## Written task A
Rewrite part of the entries as a Markdown table with the columns Row and Line, putting the row number under Row and the line itself under Line and leaving out blank lines. Begin at the line of the entries that contains "Each instance receives a single keypoint. Tag the yellow", and stop after the final line of the entries.

[start Source text]

BTW, Sato's "associating" mottainai "with ... Buddhism", as you say, doesn't explain why neither the Princeton Dictionary nor the Routledge Encyclopedia mention it anywhere in their texts, let alone include standalone entries on it as a "Buddhist concept", so you still have not, after almost two weeks, justified your "ancient Chinese secret" claim. I'm still waiting on that. Hijiri 88 (やや) 22:11, 21 February 2018 (UTC)

::::The Sato article is behind a $38 paywall. I think I was right to despair. But I wonder: is there a nihonjinron category that could be attached? Imaginatorium (talk) 11:08, 22 February 2018 (UTC)

Category:Nihonjinron—haven't gotten around to it yet. It should be easy to populate. Curly "JFC" Turkey 🍁 ¡gobble! 11:35, 22 February 2018 (UTC)
How does a Japanese source using the word as a simple adjective change anything? Yes, ex-pats in Japan and people with Japanese dealings are familiar with the word and use it in English -- we don't have standalone articles on mendokusai or yabai. Hijiri 88 (やや) 06:03, 22 February 2018 (UTC)
I agree with Hijiri that all this smells of horseshit, but it's probably not worth the effort fighting it. Bushido's a better one to fight over—that article's pretty much bull from top to bottom, and fighting the mountain of "reliable" sources there would serve the world good.
The rest of you should be embarrassed that your standards are so low. Curly "JFC" Turkey 🍁 ¡gobble! 10:41, 22 February 2018 (UTC)
I added a reference to an article in the Journal of Asian Studies from Cambridge University Press. It backs up the statements from two other sources, neither of which IMO deserved to be complained about. Editors should be able to cite where they read the information, even if it's not from academia. Also I don't get the complaints about the origins of the term. 勿体 is a Buddhist term, right? That should be easy enough to verify. I think that Hijiri88 needs to back off a bit. We can request improvements in an article without being confrontational about it. – Margin1522 (talk) 03:16, 23 February 2018 (UTC)

[end Source text]

## Written task B
Extend the talk-page discussion about mottainai, picking up after its last comment.

[start Records for this exercise]

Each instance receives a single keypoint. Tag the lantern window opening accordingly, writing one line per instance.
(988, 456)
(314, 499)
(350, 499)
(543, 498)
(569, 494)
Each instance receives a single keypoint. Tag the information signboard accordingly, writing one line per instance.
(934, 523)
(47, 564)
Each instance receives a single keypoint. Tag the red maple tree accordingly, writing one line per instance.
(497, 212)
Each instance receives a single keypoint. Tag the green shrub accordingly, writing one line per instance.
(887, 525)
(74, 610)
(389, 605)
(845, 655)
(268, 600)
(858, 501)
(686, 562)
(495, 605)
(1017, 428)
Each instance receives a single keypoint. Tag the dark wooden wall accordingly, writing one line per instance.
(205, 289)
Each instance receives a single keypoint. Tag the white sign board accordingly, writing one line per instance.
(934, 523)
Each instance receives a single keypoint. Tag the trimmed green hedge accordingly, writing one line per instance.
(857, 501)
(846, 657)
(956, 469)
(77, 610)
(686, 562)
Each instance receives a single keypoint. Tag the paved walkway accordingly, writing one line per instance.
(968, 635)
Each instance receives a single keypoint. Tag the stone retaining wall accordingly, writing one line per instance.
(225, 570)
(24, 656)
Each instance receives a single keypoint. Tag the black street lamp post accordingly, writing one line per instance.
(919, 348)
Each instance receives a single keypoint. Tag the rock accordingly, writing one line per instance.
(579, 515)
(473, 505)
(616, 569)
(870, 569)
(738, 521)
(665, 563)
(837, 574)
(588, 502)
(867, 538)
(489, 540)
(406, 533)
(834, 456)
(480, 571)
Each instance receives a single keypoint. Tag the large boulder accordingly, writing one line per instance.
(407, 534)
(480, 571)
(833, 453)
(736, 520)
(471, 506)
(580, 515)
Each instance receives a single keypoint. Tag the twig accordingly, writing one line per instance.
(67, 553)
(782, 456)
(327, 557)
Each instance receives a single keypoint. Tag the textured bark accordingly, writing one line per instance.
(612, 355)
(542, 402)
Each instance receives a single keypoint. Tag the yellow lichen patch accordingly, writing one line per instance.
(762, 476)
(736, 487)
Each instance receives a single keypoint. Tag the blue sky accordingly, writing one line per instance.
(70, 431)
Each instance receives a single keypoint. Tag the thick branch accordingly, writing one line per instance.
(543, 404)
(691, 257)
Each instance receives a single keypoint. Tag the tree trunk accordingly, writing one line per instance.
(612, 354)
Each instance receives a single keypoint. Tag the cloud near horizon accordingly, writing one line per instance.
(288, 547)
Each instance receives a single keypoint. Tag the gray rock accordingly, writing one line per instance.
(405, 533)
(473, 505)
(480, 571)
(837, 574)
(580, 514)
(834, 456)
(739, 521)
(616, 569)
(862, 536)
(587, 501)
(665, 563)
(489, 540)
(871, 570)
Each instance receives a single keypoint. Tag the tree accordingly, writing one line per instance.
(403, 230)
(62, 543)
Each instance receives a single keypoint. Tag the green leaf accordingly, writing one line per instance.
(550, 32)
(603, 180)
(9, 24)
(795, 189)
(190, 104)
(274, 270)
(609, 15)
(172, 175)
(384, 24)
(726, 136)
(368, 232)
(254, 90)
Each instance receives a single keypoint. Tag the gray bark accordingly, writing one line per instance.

[end Records for this exercise]

## Task output A
| Row | Line |
|---|---|
| 1 | Each instance receives a single keypoint. Tag the yellow lichen patch accordingly, writing one line per instance. |
| 2 | (762, 476) |
| 3 | (736, 487) |
| 4 | Each instance receives a single keypoint. Tag the blue sky accordingly, writing one line per instance. |
| 5 | (70, 431) |
| 6 | Each instance receives a single keypoint. Tag the thick branch accordingly, writing one line per instance. |
| 7 | (543, 404) |
| 8 | (691, 257) |
| 9 | Each instance receives a single keypoint. Tag the tree trunk accordingly, writing one line per instance. |
| 10 | (612, 354) |
| 11 | Each instance receives a single keypoint. Tag the cloud near horizon accordingly, writing one line per instance. |
| 12 | (288, 547) |
| 13 | Each instance receives a single keypoint. Tag the gray rock accordingly, writing one line per instance. |
| 14 | (405, 533) |
| 15 | (473, 505) |
| 16 | (480, 571) |
| 17 | (837, 574) |
| 18 | (580, 514) |
| 19 | (834, 456) |
| 20 | (739, 521) |
| 21 | (616, 569) |
| 22 | (862, 536) |
| 23 | (587, 501) |
| 24 | (665, 563) |
| 25 | (489, 540) |
| 26 | (871, 570) |
| 27 | Each instance receives a single keypoint. Tag the tree accordingly, writing one line per instance. |
| 28 | (403, 230) |
| 29 | (62, 543) |
| 30 | Each instance receives a single keypoint. Tag the green leaf accordingly, writing one line per instance. |
| 31 | (550, 32) |
| 32 | (603, 180) |
| 33 | (9, 24) |
| 34 | (795, 189) |
| 35 | (190, 104) |
| 36 | (274, 270) |
| 37 | (609, 15) |
| 38 | (172, 175) |
| 39 | (384, 24) |
| 40 | (726, 136) |
| 41 | (368, 232) |
| 42 | (254, 90) |
| 43 | Each instance receives a single keypoint. Tag the gray bark accordingly, writing one line per instance. |

## Task output B
@Margin1522: Sorry to be late -- I said on my own talk page and RSN that I would be trying to limit my activity on this article.
勿体 is a Buddhist term, right? Is it? I checked a bunch of Japanese dictionaries, none of which define it as a 仏語 or give a definition that implies some specifically Buddhist origin of the word, and it doesn't appear in the Japanese cross-reference index of the Princeton Dictionary of Buddhism. Do you have a source?
Anyway, I don't think your recent addition to the article is a good idea, since Maathai appears to have misunderstood the meaning of the word (mottainasa is not something good that is "embraced" by the Japanese) and giving that quote could mislead our readers. I also can't figure out what you were talking about here -- what "Japanese sources", and what "quote marks" in those sources?
Hijiri 88 (やや) 23:24, 24 February 2018 (UTC)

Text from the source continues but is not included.